_WRITTEN INSTRUCTION_: Find every line in the listing below that contains the string "agricultural" and copy each of those lines.
☆ ☆ ☆ ☆ ☆ ☆ ☆
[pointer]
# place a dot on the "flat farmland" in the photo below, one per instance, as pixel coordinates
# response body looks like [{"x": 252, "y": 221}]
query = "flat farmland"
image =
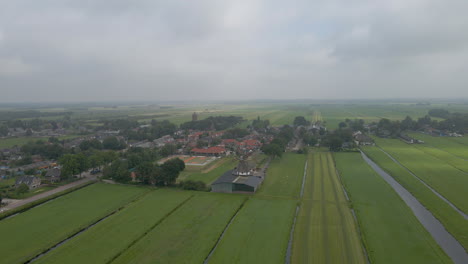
[
  {"x": 284, "y": 176},
  {"x": 452, "y": 145},
  {"x": 455, "y": 223},
  {"x": 211, "y": 173},
  {"x": 104, "y": 241},
  {"x": 390, "y": 231},
  {"x": 325, "y": 231},
  {"x": 258, "y": 234},
  {"x": 188, "y": 234},
  {"x": 447, "y": 180},
  {"x": 40, "y": 228}
]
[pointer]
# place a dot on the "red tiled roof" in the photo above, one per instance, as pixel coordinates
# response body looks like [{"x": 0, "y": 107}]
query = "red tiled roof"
[
  {"x": 251, "y": 142},
  {"x": 211, "y": 150},
  {"x": 230, "y": 141}
]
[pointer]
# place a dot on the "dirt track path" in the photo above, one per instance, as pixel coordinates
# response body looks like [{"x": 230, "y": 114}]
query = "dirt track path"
[{"x": 48, "y": 193}]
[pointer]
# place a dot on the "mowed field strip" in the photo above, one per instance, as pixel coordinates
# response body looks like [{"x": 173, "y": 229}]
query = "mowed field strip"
[
  {"x": 188, "y": 234},
  {"x": 42, "y": 227},
  {"x": 104, "y": 241},
  {"x": 258, "y": 234},
  {"x": 284, "y": 177},
  {"x": 391, "y": 232},
  {"x": 455, "y": 223},
  {"x": 447, "y": 180},
  {"x": 325, "y": 231}
]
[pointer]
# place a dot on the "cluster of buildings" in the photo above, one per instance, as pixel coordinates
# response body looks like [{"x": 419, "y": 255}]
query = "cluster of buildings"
[{"x": 245, "y": 178}]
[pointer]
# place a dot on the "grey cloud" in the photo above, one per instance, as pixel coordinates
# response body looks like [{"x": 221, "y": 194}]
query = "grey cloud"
[{"x": 245, "y": 49}]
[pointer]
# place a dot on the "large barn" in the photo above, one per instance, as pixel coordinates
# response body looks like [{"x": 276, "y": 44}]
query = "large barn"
[{"x": 243, "y": 178}]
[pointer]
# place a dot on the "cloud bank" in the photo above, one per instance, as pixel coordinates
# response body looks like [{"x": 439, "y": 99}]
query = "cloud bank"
[{"x": 245, "y": 49}]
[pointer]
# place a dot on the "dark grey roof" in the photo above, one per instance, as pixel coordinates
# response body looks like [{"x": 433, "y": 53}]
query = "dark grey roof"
[
  {"x": 28, "y": 180},
  {"x": 243, "y": 167},
  {"x": 229, "y": 177},
  {"x": 53, "y": 173}
]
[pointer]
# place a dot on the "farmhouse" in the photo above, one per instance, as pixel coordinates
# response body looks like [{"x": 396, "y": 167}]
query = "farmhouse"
[
  {"x": 211, "y": 151},
  {"x": 31, "y": 181},
  {"x": 363, "y": 140},
  {"x": 53, "y": 175},
  {"x": 242, "y": 179}
]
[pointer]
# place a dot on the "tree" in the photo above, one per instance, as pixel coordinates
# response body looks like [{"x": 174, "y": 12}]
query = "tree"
[
  {"x": 300, "y": 121},
  {"x": 118, "y": 171},
  {"x": 273, "y": 150},
  {"x": 112, "y": 143},
  {"x": 23, "y": 188},
  {"x": 82, "y": 161},
  {"x": 147, "y": 173},
  {"x": 168, "y": 149},
  {"x": 70, "y": 165},
  {"x": 171, "y": 170},
  {"x": 335, "y": 143}
]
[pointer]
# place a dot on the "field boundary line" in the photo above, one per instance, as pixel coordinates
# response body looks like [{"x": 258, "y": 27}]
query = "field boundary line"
[
  {"x": 151, "y": 228},
  {"x": 293, "y": 226},
  {"x": 356, "y": 220},
  {"x": 324, "y": 212},
  {"x": 13, "y": 212},
  {"x": 422, "y": 181},
  {"x": 444, "y": 239},
  {"x": 207, "y": 259},
  {"x": 347, "y": 236},
  {"x": 74, "y": 234}
]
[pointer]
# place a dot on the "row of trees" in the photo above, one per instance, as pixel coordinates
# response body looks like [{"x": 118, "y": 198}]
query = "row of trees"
[
  {"x": 147, "y": 172},
  {"x": 278, "y": 145},
  {"x": 213, "y": 122}
]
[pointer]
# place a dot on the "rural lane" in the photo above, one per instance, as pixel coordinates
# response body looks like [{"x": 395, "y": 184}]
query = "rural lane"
[
  {"x": 445, "y": 240},
  {"x": 88, "y": 177}
]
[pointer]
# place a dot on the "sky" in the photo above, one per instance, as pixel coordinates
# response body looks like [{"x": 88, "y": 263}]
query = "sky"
[{"x": 151, "y": 50}]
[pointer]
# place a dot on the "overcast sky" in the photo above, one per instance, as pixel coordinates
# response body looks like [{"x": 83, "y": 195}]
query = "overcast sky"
[{"x": 96, "y": 50}]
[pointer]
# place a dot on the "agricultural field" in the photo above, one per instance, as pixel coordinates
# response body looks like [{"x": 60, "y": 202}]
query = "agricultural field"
[
  {"x": 284, "y": 176},
  {"x": 19, "y": 141},
  {"x": 60, "y": 218},
  {"x": 390, "y": 231},
  {"x": 188, "y": 234},
  {"x": 102, "y": 242},
  {"x": 325, "y": 231},
  {"x": 450, "y": 145},
  {"x": 211, "y": 172},
  {"x": 258, "y": 234},
  {"x": 447, "y": 180},
  {"x": 455, "y": 223}
]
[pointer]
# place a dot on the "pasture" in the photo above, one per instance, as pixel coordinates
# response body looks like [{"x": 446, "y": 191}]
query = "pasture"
[
  {"x": 258, "y": 234},
  {"x": 390, "y": 231},
  {"x": 284, "y": 176},
  {"x": 36, "y": 230},
  {"x": 447, "y": 180},
  {"x": 109, "y": 238},
  {"x": 451, "y": 219},
  {"x": 325, "y": 231},
  {"x": 209, "y": 173},
  {"x": 188, "y": 234}
]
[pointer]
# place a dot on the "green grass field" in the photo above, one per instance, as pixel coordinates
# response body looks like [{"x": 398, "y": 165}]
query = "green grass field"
[
  {"x": 40, "y": 228},
  {"x": 451, "y": 145},
  {"x": 220, "y": 167},
  {"x": 104, "y": 241},
  {"x": 391, "y": 232},
  {"x": 444, "y": 178},
  {"x": 325, "y": 231},
  {"x": 187, "y": 235},
  {"x": 284, "y": 176},
  {"x": 19, "y": 141},
  {"x": 258, "y": 234},
  {"x": 451, "y": 219}
]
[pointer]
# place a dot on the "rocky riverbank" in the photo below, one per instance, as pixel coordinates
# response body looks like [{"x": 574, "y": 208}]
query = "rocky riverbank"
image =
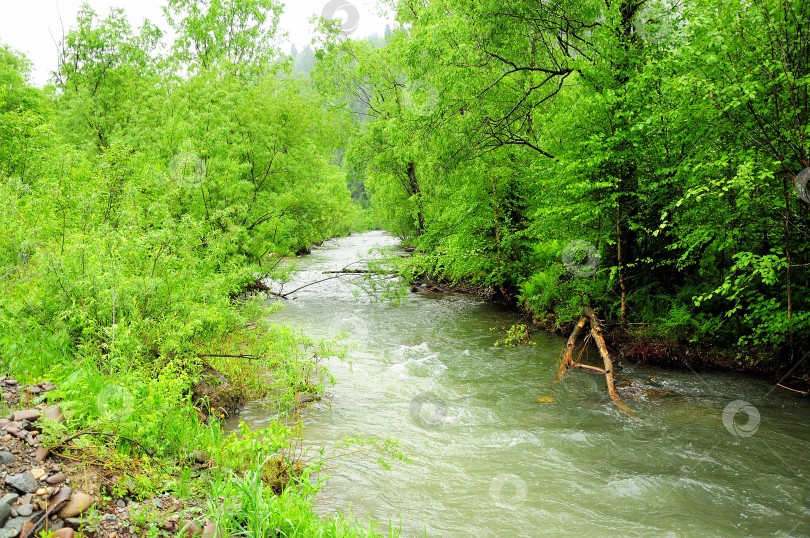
[{"x": 42, "y": 492}]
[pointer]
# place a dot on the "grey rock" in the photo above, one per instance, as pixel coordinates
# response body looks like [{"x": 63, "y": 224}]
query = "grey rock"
[
  {"x": 56, "y": 479},
  {"x": 17, "y": 523},
  {"x": 9, "y": 498},
  {"x": 75, "y": 522},
  {"x": 31, "y": 415},
  {"x": 53, "y": 413},
  {"x": 5, "y": 512},
  {"x": 59, "y": 500},
  {"x": 25, "y": 510},
  {"x": 22, "y": 482}
]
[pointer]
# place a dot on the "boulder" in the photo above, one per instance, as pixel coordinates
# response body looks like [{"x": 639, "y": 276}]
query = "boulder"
[
  {"x": 78, "y": 504},
  {"x": 22, "y": 482}
]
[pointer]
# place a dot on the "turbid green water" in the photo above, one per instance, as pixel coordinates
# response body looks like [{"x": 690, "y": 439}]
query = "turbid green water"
[{"x": 489, "y": 460}]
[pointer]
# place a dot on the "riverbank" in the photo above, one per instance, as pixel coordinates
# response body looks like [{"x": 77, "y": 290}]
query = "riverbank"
[{"x": 637, "y": 347}]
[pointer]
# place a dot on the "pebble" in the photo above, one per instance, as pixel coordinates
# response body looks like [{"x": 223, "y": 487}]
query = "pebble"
[
  {"x": 9, "y": 498},
  {"x": 25, "y": 510},
  {"x": 24, "y": 482},
  {"x": 31, "y": 415},
  {"x": 40, "y": 454},
  {"x": 56, "y": 479},
  {"x": 59, "y": 500},
  {"x": 53, "y": 413},
  {"x": 78, "y": 503},
  {"x": 190, "y": 528}
]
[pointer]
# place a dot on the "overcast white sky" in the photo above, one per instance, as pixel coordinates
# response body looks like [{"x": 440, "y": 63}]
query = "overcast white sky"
[{"x": 27, "y": 25}]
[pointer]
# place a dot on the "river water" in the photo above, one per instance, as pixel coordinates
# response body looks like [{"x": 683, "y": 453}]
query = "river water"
[{"x": 718, "y": 455}]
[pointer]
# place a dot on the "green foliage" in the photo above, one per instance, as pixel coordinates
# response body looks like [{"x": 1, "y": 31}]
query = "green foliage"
[{"x": 666, "y": 136}]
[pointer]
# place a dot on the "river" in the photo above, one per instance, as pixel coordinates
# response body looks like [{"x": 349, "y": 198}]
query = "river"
[{"x": 720, "y": 455}]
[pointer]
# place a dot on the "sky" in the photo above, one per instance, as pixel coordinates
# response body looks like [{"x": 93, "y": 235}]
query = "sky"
[{"x": 30, "y": 26}]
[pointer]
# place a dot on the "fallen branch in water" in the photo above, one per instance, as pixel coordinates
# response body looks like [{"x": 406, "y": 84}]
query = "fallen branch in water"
[{"x": 598, "y": 338}]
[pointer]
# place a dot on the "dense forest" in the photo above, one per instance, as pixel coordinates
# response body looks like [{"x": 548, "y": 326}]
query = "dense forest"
[
  {"x": 644, "y": 158},
  {"x": 641, "y": 157}
]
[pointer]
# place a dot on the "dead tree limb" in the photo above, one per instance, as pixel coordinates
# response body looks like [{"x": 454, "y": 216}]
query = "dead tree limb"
[
  {"x": 568, "y": 357},
  {"x": 596, "y": 332},
  {"x": 598, "y": 338}
]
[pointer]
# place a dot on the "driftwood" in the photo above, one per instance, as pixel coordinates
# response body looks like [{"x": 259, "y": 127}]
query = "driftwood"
[
  {"x": 359, "y": 272},
  {"x": 598, "y": 338}
]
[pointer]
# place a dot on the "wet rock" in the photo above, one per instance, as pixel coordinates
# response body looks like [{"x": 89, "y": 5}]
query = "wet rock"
[
  {"x": 75, "y": 523},
  {"x": 25, "y": 510},
  {"x": 31, "y": 415},
  {"x": 58, "y": 478},
  {"x": 22, "y": 482},
  {"x": 59, "y": 500},
  {"x": 5, "y": 513},
  {"x": 190, "y": 528},
  {"x": 78, "y": 503},
  {"x": 17, "y": 523},
  {"x": 53, "y": 413},
  {"x": 41, "y": 454}
]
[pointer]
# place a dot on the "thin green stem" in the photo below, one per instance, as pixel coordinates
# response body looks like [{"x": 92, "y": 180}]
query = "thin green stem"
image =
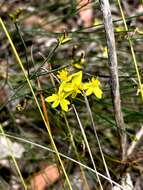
[
  {"x": 96, "y": 135},
  {"x": 13, "y": 158},
  {"x": 36, "y": 101}
]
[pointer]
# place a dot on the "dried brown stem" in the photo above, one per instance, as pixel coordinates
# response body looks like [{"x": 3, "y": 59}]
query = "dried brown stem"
[{"x": 113, "y": 67}]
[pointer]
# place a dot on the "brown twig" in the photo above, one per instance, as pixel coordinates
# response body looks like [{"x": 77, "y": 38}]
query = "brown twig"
[{"x": 113, "y": 67}]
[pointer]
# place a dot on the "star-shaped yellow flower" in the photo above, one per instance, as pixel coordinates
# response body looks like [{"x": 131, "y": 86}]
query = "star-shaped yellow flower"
[
  {"x": 63, "y": 75},
  {"x": 75, "y": 86},
  {"x": 93, "y": 87},
  {"x": 59, "y": 99}
]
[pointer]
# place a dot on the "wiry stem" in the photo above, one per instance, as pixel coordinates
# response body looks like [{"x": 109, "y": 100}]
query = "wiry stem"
[
  {"x": 87, "y": 145},
  {"x": 113, "y": 67}
]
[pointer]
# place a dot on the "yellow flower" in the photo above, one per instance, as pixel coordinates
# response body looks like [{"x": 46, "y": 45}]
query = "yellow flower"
[
  {"x": 64, "y": 39},
  {"x": 93, "y": 86},
  {"x": 105, "y": 52},
  {"x": 59, "y": 99},
  {"x": 63, "y": 75},
  {"x": 75, "y": 86},
  {"x": 140, "y": 90}
]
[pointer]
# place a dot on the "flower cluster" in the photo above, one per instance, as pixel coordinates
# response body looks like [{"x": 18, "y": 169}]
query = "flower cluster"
[{"x": 70, "y": 86}]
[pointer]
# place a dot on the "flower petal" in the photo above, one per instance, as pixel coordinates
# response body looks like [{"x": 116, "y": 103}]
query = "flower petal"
[
  {"x": 89, "y": 91},
  {"x": 98, "y": 93},
  {"x": 55, "y": 104},
  {"x": 64, "y": 104},
  {"x": 51, "y": 98}
]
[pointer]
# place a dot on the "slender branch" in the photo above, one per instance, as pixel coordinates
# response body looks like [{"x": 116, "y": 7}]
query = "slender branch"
[{"x": 113, "y": 67}]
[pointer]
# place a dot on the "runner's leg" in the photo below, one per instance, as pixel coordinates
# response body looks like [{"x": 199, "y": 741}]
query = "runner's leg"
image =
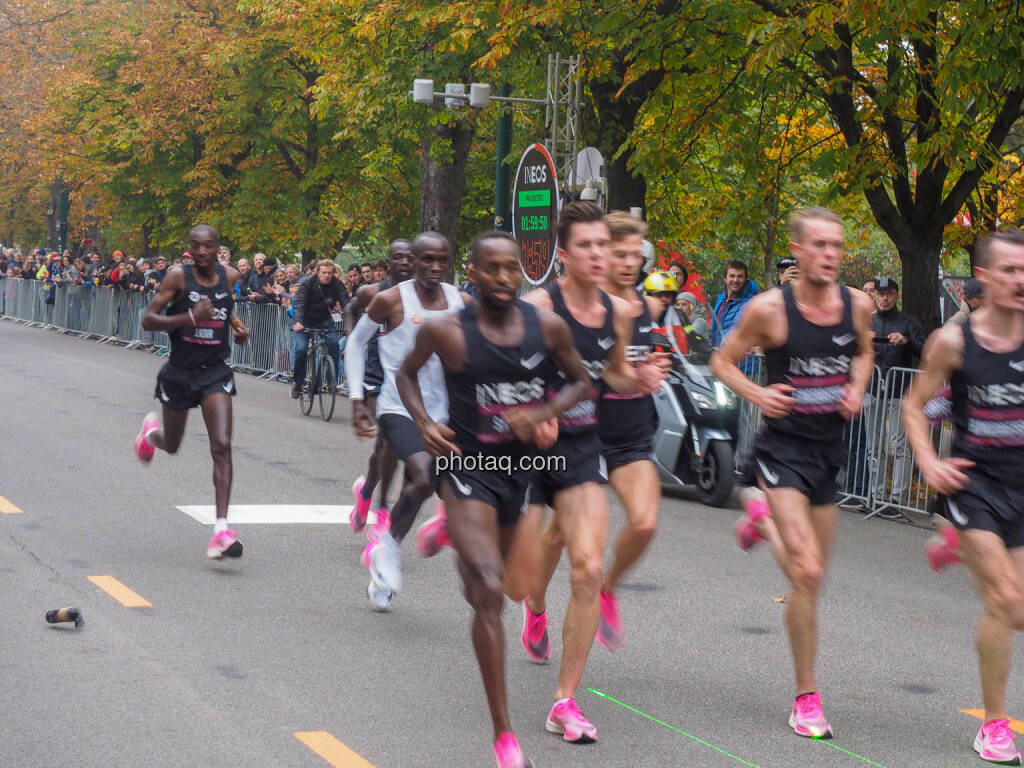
☆ ☆ ☆ ☆ ☆ ☆ ☆
_RESPONSE_:
# place a dot on the "agricultural field" in the photo above, one per instance, as pixel coordinates
query = "agricultural field"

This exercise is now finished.